• **Excerpted records**:
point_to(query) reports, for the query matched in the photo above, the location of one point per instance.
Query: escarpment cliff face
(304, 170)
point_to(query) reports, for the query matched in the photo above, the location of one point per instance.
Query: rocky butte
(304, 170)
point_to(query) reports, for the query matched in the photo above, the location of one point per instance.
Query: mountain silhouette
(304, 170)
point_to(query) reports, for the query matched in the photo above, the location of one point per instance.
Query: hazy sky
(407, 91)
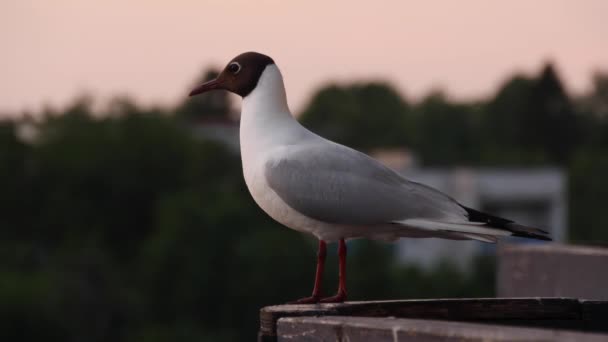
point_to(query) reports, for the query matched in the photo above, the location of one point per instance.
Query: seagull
(316, 186)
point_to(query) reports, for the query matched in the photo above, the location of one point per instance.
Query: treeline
(121, 224)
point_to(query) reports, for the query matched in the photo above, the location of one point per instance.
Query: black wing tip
(508, 225)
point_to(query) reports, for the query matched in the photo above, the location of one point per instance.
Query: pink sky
(153, 50)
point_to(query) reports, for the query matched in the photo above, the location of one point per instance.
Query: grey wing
(336, 184)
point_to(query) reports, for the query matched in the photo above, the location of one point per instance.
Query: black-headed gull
(314, 185)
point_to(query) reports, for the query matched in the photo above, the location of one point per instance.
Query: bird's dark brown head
(240, 76)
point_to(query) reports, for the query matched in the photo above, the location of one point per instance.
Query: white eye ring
(234, 67)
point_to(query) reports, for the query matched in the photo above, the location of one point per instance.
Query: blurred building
(531, 196)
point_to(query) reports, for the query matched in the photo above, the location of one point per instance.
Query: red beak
(213, 84)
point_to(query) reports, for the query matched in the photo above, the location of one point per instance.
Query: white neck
(265, 117)
(269, 94)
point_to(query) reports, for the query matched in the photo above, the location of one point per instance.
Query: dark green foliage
(362, 116)
(121, 226)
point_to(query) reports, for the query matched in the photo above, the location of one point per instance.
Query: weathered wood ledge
(552, 313)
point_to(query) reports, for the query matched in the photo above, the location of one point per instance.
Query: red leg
(341, 295)
(316, 292)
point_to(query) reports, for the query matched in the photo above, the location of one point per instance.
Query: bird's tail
(488, 230)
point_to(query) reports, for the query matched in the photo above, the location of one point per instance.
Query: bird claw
(338, 298)
(306, 300)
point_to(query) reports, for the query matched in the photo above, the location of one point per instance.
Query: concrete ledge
(353, 329)
(553, 270)
(558, 313)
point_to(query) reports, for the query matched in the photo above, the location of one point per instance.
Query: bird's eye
(234, 67)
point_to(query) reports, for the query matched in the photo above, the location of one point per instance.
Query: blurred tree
(532, 120)
(447, 133)
(364, 116)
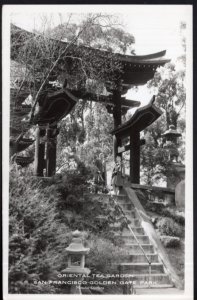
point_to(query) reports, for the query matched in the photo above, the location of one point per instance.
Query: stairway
(136, 262)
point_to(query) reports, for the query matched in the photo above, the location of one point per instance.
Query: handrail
(129, 227)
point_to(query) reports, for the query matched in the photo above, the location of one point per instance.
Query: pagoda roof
(142, 118)
(135, 69)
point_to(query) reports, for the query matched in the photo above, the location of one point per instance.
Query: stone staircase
(136, 263)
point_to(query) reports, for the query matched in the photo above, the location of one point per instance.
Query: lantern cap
(171, 132)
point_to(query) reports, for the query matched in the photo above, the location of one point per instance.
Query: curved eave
(153, 58)
(142, 118)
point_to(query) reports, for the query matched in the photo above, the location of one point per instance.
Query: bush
(42, 214)
(104, 257)
(167, 226)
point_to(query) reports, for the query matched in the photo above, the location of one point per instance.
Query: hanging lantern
(171, 134)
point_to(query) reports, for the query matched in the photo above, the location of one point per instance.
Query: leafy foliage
(43, 212)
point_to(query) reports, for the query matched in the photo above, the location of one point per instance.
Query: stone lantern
(76, 261)
(170, 143)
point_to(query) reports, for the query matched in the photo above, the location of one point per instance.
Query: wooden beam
(106, 99)
(51, 152)
(128, 147)
(39, 153)
(135, 158)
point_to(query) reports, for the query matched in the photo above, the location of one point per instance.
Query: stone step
(136, 229)
(145, 279)
(154, 279)
(138, 268)
(142, 258)
(126, 206)
(135, 248)
(130, 213)
(120, 197)
(133, 221)
(129, 238)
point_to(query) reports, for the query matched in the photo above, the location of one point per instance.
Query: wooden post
(51, 151)
(39, 152)
(117, 119)
(135, 157)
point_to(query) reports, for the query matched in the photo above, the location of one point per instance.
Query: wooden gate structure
(53, 105)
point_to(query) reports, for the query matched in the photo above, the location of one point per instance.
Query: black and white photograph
(97, 151)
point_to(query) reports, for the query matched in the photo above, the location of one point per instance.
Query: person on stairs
(117, 175)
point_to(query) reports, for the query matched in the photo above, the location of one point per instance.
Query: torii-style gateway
(142, 118)
(53, 106)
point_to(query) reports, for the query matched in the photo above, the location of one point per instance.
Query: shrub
(167, 226)
(170, 242)
(104, 257)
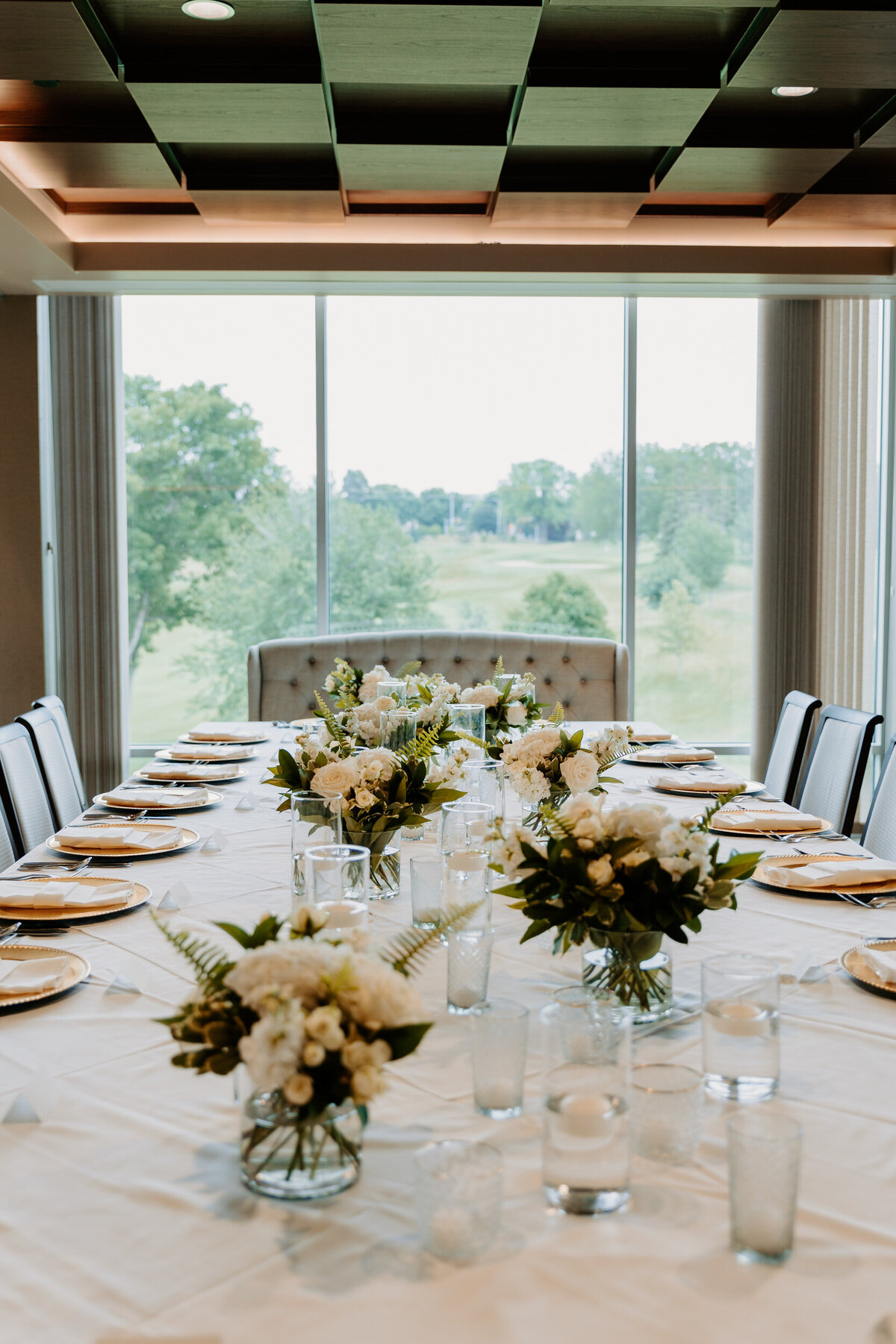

• **Activity**:
Return the records above exactly as written. Do not include their images.

• **Result for this task**:
point_to(query) reports, for the query matched in the photo above, the location of one point per instance.
Query: escarpment cliff face
(304, 170)
point_to(query) reports, for the query matched in the photo above, the location of one point per instance.
Query: rocky butte
(304, 170)
point_to(query) reports, for the query matched in the photo above, the location of one point per instance.
Query: mountain silhouette
(304, 170)
point_to(query) reports, for the query matched in the photo above, the location of one point per instance.
Query: hazy sky
(407, 91)
point_to(query) reports, for the query matched in the photo above, the location of one point per instance.
Query: seagull
(316, 186)
point_to(query) reports, for the query matched in the photo above, the location of one point per instance.
Query: treeline
(121, 224)
point_to(query) reports, for the query matched in the photo above, the location of one point per instance.
Query: black wing tip
(508, 225)
point_to(query) reports, for the query matched in the photo above, the location of one point per instance.
Query: pink sky
(153, 50)
point_to(query) reports, for the query matched in the photo above, the location of one point per instance.
Query: grey wing
(336, 184)
point_to(query) reports, for the query matched in the photo above, the location of one point per instance.
Query: black-headed gull
(314, 185)
point_to(query) reports, for the query matched in the photo above, the location of one point per instance.
Query: bird's dark brown head
(240, 76)
point_to(query) reports, for the query matched in the photo above, the location of one point per instance.
Query: white eye ring
(234, 67)
point_to(query) reports, for the query matched in the photo above, the location of one point per instance.
Query: blurred building
(531, 196)
point_to(query) reports, for the query matched in the photo above, the location of one point per instance.
Query: red beak
(213, 84)
point_to(query) reports, for the query matched in the photo above, the location of one point per instance.
Query: white neck
(265, 117)
(269, 94)
point_to(query) reports, for the query matched in the photo above, the location of one point per instance.
Query: dark green foliage
(362, 116)
(121, 226)
point_to(query) reports, for the query matched in the photo above, the location of one point per instance.
Query: weathered wood ledge
(552, 313)
point_to(query) reports, for the query matched in the photo above, the location of one point per instance.
Query: red leg
(341, 295)
(316, 292)
point_to(query) reports, for the query matched in the photo above, the location of one point per instance.
Query: bird's tail
(488, 230)
point_to(query) reports, for the query matched in the photo above, the location of one point per instance.
Query: bird claw
(338, 298)
(306, 300)
point_to(query) reports, for the query matched in the photo above, the location of one point per instance.
Query: concrete ledge
(353, 329)
(553, 270)
(558, 313)
point_to(query) reports, for the query matched in the photo above, the location of one point per instance.
Query: bird's eye
(234, 67)
point_to(query) reports, for the query matched in the photo above, the location of one point per instance.
Query: blurred tree
(532, 120)
(447, 133)
(364, 116)
point_to(query) reports, for the query matched in the photo above, the location of one point per instance.
Query: stairway
(136, 262)
point_to(query) reports, for the query matched in the photo above, the location of one point per instance.
Query: handrail
(129, 227)
point_to(query) reports, for the query matched in the photo above, the location of one point per instance.
Query: pagoda roof
(142, 118)
(135, 69)
point_to(query) reports, for the query matched in the photo above, the location of one point per instance.
Query: stone staircase
(136, 263)
point_to(query) reports, for the query matched in the photo above, the location of one point per instance.
Query: lantern cap
(171, 132)
point_to(query) reports, for the query matched in the photo above, the location of one point per instance.
Query: curved eave
(153, 58)
(142, 118)
point_to(query) reports, for the query matched in the photo above, the location of one point per instance.
Query: bush
(42, 214)
(104, 257)
(167, 226)
point_to(query) reports, for the query matched in the photo above, the location of one point per instance.
Query: hanging lantern
(171, 134)
point_to(query) reports, for the query matched in the photo above, the location of one point per instance.
Query: leafy foliage
(43, 212)
point_to(query) reports, for the query matched in the photo above, the location of one point per instance.
Query: stone lantern
(76, 261)
(170, 143)
point_to(query) reports, for the query matched in the photo above, the location of one point per instance.
Query: wooden beam
(106, 99)
(51, 152)
(128, 147)
(39, 153)
(135, 158)
point_to(query) reports, for the query matched in the photo above, the location of one point per instance.
Query: stone step
(136, 229)
(145, 279)
(154, 279)
(138, 268)
(142, 258)
(126, 206)
(135, 248)
(130, 213)
(120, 197)
(133, 221)
(129, 238)
point_to(query) reports, for the query matched in the photo above, the location of one point per instance.
Query: wooden post
(51, 151)
(39, 152)
(117, 119)
(135, 157)
point_to(query) reports, for the query matched in the photo above, the location of one point per instance.
Query: wooden gate structure
(53, 105)
point_to(query) reports, for the query matched in the photo above, the location of one point per instance.
Query: black and white photograph
(97, 151)
point_to(query) reports, for the query matched in the photo above, the location of one point per instance.
Query: person on stairs
(117, 175)
point_to(query) reports, for the query matched in the photo above, the location of one point per instance.
Query: torii-style gateway
(142, 118)
(53, 106)
point_to(query) reports, for the query matched in the photo above, the location of one point per instance.
Query: shrub
(167, 226)
(170, 242)
(104, 257)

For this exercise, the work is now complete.